### Directions for this task
Render every line of the items below as a Markdown table with the columns No. and Line, giving each line its own numbered row and omitting blank lines.

## begin

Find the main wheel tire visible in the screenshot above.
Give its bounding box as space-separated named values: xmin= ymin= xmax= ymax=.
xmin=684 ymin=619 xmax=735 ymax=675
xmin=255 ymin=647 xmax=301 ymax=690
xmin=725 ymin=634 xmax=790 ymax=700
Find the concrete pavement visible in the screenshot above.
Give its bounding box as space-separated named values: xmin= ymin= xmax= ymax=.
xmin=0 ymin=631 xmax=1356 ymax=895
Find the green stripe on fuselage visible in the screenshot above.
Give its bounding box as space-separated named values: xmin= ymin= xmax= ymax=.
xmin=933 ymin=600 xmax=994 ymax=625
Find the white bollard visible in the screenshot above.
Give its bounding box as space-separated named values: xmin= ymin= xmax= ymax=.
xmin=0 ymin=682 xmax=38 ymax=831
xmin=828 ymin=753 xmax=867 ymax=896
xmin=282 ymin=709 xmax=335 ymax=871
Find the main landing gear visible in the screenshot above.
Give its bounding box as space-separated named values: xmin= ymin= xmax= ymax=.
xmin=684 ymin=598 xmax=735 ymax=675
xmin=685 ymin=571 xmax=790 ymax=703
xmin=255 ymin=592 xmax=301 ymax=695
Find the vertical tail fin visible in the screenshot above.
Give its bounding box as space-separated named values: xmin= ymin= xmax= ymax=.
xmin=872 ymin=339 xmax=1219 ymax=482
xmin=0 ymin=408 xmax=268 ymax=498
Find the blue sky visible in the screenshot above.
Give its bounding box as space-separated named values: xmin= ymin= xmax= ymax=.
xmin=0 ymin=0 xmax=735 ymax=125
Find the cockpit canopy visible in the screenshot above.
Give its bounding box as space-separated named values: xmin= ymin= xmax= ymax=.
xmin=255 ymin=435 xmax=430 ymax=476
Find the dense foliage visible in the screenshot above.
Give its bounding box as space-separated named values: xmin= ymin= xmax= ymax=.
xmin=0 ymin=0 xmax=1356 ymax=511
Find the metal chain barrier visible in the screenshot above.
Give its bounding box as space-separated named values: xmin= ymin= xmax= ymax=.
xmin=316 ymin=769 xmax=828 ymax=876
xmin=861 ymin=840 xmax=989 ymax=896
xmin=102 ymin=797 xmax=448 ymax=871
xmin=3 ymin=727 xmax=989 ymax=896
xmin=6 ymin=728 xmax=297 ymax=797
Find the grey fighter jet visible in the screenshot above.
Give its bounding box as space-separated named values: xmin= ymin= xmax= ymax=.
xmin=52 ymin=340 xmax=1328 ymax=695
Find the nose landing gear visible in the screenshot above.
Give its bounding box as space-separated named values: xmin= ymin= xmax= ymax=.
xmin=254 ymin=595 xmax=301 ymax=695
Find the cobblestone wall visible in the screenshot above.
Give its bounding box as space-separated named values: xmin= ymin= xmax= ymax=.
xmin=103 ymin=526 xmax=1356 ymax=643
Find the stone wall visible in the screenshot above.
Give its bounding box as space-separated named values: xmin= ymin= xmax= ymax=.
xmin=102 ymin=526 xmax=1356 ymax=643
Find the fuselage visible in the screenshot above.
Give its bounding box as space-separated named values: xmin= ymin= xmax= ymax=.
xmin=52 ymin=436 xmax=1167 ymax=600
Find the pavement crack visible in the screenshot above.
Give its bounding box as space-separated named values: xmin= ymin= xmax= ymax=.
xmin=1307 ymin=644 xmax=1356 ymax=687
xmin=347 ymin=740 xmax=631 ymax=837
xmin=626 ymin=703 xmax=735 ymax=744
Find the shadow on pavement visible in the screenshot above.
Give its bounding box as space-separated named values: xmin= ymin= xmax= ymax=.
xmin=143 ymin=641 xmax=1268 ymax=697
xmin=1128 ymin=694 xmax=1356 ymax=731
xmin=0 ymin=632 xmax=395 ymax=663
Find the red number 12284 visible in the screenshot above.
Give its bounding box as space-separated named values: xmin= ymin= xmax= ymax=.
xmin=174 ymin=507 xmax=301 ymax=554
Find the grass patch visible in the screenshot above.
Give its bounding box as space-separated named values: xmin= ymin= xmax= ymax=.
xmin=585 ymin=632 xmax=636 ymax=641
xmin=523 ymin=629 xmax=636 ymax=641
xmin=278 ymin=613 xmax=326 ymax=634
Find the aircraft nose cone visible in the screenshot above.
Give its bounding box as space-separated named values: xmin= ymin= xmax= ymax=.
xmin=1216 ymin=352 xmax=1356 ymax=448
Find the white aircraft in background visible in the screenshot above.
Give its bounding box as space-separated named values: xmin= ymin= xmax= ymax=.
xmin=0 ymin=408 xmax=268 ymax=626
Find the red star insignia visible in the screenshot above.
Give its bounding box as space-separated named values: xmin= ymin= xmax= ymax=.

## end

### Solution
| No. | Line |
|---|---|
| 1 | Find the main wheel tire visible in the screenshot above. |
| 2 | Give its bounding box as space-separated named values: xmin= ymin= xmax= ymax=. |
| 3 | xmin=684 ymin=619 xmax=735 ymax=675 |
| 4 | xmin=255 ymin=647 xmax=301 ymax=690 |
| 5 | xmin=725 ymin=634 xmax=790 ymax=700 |
| 6 | Find the concrete pavement visible in the screenshot above. |
| 7 | Give its bounding box as space-separated named values: xmin= ymin= xmax= ymax=. |
| 8 | xmin=0 ymin=631 xmax=1356 ymax=895 |
| 9 | Find the green stripe on fuselage visible in the screenshot above. |
| 10 | Give its bounding box as space-separated named values: xmin= ymin= xmax= ymax=. |
| 11 | xmin=933 ymin=600 xmax=994 ymax=625 |
| 12 | Find the white bollard visible in the screenshot above. |
| 13 | Give its bounding box as space-separated named values: xmin= ymin= xmax= ymax=. |
| 14 | xmin=0 ymin=682 xmax=38 ymax=831 |
| 15 | xmin=828 ymin=753 xmax=867 ymax=896 |
| 16 | xmin=282 ymin=709 xmax=335 ymax=871 |
| 17 | Find the main landing gear visible in the screenshot above. |
| 18 | Give its bounding box as space-separated named values: xmin= ymin= xmax= ymax=. |
| 19 | xmin=684 ymin=598 xmax=735 ymax=675 |
| 20 | xmin=685 ymin=571 xmax=790 ymax=703 |
| 21 | xmin=255 ymin=592 xmax=301 ymax=695 |
| 22 | Find the vertical tail fin visible in the screenshot above. |
| 23 | Give its bounding box as space-separated named values: xmin= ymin= xmax= ymax=. |
| 24 | xmin=872 ymin=339 xmax=1219 ymax=482 |
| 25 | xmin=0 ymin=408 xmax=268 ymax=498 |
| 26 | Find the blue sky visible in the screenshot above. |
| 27 | Give its bounding box as space-separated named values: xmin= ymin= xmax= ymax=. |
| 28 | xmin=0 ymin=0 xmax=735 ymax=125 |
| 29 | Find the cockpit canopy visible in the screenshot above. |
| 30 | Give its bounding box as space-separated named values: xmin= ymin= xmax= ymax=. |
| 31 | xmin=255 ymin=435 xmax=430 ymax=476 |
| 32 | Find the dense foliage visible in the screenshot above. |
| 33 | Give its bounding box as space-separated named values: xmin= ymin= xmax= ymax=. |
| 34 | xmin=0 ymin=0 xmax=1356 ymax=511 |
| 35 | Find the metal chain barrier visible in the screenshot above. |
| 36 | Give its bounding box as space-separated named values: xmin= ymin= xmax= ymax=. |
| 37 | xmin=316 ymin=769 xmax=828 ymax=876 |
| 38 | xmin=861 ymin=840 xmax=989 ymax=896 |
| 39 | xmin=102 ymin=797 xmax=448 ymax=871 |
| 40 | xmin=3 ymin=727 xmax=989 ymax=896 |
| 41 | xmin=6 ymin=728 xmax=297 ymax=797 |
| 42 | Find the grey fighter jet visible in the screenshot above. |
| 43 | Give its bounding box as space-separated named values: xmin= ymin= xmax= ymax=. |
| 44 | xmin=52 ymin=340 xmax=1328 ymax=695 |
| 45 | Find the nose landing gear visible in the screenshot above. |
| 46 | Give its bounding box as space-separated named values: xmin= ymin= xmax= ymax=. |
| 47 | xmin=254 ymin=595 xmax=301 ymax=695 |
| 48 | Find the cobblestone wall visible in the screenshot above. |
| 49 | Give its bounding box as space-separated named values: xmin= ymin= xmax= ymax=. |
| 50 | xmin=103 ymin=526 xmax=1356 ymax=643 |
| 51 | Find the stone wall visible in the screenshot above. |
| 52 | Give its bounding box as space-separated named values: xmin= ymin= xmax= ymax=. |
| 53 | xmin=102 ymin=526 xmax=1356 ymax=643 |
| 54 | Find the fuselage visible in the screenshot above. |
| 55 | Give its bounding box as space-separated named values: xmin= ymin= xmax= ymax=. |
| 56 | xmin=52 ymin=436 xmax=1167 ymax=600 |
| 57 | Find the pavement crack visible in the screenshot above. |
| 58 | Give its bounding box as space-separated named values: xmin= ymin= xmax= ymax=. |
| 59 | xmin=1307 ymin=644 xmax=1356 ymax=687 |
| 60 | xmin=347 ymin=740 xmax=631 ymax=837 |
| 61 | xmin=626 ymin=703 xmax=735 ymax=744 |
| 62 | Find the shadow on pavement visible in the screenshot above. |
| 63 | Give its bounding box as space-separated named values: xmin= ymin= xmax= ymax=. |
| 64 | xmin=143 ymin=641 xmax=1268 ymax=697 |
| 65 | xmin=1128 ymin=694 xmax=1356 ymax=731 |
| 66 | xmin=0 ymin=632 xmax=395 ymax=663 |
| 67 | Find the red number 12284 visible in the screenshot above. |
| 68 | Give its bounding box as space-separated named values: xmin= ymin= xmax= ymax=. |
| 69 | xmin=174 ymin=507 xmax=301 ymax=554 |
| 70 | Find the grass patch visible in the screenshot above. |
| 71 | Give its bounding box as space-separated named values: xmin= ymin= xmax= ymax=. |
| 72 | xmin=585 ymin=632 xmax=636 ymax=641 |
| 73 | xmin=523 ymin=629 xmax=636 ymax=641 |
| 74 | xmin=278 ymin=613 xmax=326 ymax=634 |
| 75 | Find the aircraft nose cone visible in the screenshot above. |
| 76 | Give its bounding box as space-separated named values: xmin= ymin= xmax= ymax=. |
| 77 | xmin=1216 ymin=352 xmax=1356 ymax=448 |
| 78 | Find the white aircraft in background visible in the screenshot above. |
| 79 | Give its bounding box as space-separated named values: xmin= ymin= xmax= ymax=. |
| 80 | xmin=0 ymin=408 xmax=268 ymax=626 |
| 81 | Find the red star insignia visible in the screenshot above. |
| 82 | Give its bounding box as space-separated named values: xmin= ymin= xmax= ymax=. |